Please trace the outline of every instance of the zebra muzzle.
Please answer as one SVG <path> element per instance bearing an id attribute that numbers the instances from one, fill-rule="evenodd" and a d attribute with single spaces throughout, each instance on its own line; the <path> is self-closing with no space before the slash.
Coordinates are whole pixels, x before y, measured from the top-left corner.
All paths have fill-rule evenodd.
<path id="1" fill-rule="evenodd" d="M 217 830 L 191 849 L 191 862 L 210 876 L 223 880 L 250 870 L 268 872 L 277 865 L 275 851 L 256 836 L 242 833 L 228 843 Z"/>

* * * * * * *

All lines that contain the word "Please" must be copied from the records above.

Please trace the outline of every instance of the zebra muzzle.
Please answer as one SVG <path> element per instance bearing an id attribute that numbers the instances from one, fill-rule="evenodd" and a d attribute with single spaces throughout, each instance on its own line; the <path> is self-closing with no space before the slash.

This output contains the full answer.